Work instructions
What lines in the records below contain the string "person"? Copy every one.
Exercise data Block Start
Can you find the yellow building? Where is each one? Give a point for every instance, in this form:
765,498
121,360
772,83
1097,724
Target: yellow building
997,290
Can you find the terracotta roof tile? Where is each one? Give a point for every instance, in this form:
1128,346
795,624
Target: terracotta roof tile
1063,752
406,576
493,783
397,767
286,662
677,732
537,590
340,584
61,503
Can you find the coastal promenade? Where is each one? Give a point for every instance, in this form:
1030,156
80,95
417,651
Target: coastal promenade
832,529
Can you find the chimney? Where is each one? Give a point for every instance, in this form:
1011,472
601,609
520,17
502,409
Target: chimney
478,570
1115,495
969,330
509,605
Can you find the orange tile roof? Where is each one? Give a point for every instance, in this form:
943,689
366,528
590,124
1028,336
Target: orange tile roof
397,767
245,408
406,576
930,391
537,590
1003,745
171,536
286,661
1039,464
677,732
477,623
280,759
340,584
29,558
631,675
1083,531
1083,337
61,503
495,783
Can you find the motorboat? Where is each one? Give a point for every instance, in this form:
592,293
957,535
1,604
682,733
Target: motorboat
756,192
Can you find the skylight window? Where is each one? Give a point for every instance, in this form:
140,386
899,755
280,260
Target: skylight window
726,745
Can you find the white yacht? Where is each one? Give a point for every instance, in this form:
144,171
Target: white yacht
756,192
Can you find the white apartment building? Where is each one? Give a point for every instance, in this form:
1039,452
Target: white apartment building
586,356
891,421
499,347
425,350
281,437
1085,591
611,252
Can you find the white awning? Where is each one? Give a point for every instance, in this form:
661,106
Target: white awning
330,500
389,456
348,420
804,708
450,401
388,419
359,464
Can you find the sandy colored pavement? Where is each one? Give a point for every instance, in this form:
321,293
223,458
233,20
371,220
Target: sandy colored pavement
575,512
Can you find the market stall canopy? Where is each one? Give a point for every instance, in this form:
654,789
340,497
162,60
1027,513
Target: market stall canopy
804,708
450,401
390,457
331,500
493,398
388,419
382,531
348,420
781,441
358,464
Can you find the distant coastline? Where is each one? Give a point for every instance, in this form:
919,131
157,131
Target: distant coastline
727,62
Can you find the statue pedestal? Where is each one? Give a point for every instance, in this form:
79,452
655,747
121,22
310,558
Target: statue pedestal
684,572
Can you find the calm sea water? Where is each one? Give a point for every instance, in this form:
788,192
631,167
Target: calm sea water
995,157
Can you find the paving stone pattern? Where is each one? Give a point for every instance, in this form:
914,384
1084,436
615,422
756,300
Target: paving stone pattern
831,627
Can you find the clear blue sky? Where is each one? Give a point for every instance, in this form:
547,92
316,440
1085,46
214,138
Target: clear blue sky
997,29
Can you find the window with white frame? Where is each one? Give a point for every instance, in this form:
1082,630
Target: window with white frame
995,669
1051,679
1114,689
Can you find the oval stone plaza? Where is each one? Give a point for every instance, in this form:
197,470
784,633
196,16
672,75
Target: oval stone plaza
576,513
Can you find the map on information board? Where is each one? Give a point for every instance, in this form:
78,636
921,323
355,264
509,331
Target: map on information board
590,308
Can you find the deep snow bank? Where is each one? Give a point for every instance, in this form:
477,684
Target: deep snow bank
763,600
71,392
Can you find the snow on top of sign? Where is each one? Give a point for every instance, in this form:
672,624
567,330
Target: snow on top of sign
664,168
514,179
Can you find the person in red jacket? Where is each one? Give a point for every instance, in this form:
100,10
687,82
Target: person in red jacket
Exercise data Block End
Reply to the exercise
Can you find the person in red jacket? Where is each one? Give a point for every instance, in this form:
Target: person in red jacket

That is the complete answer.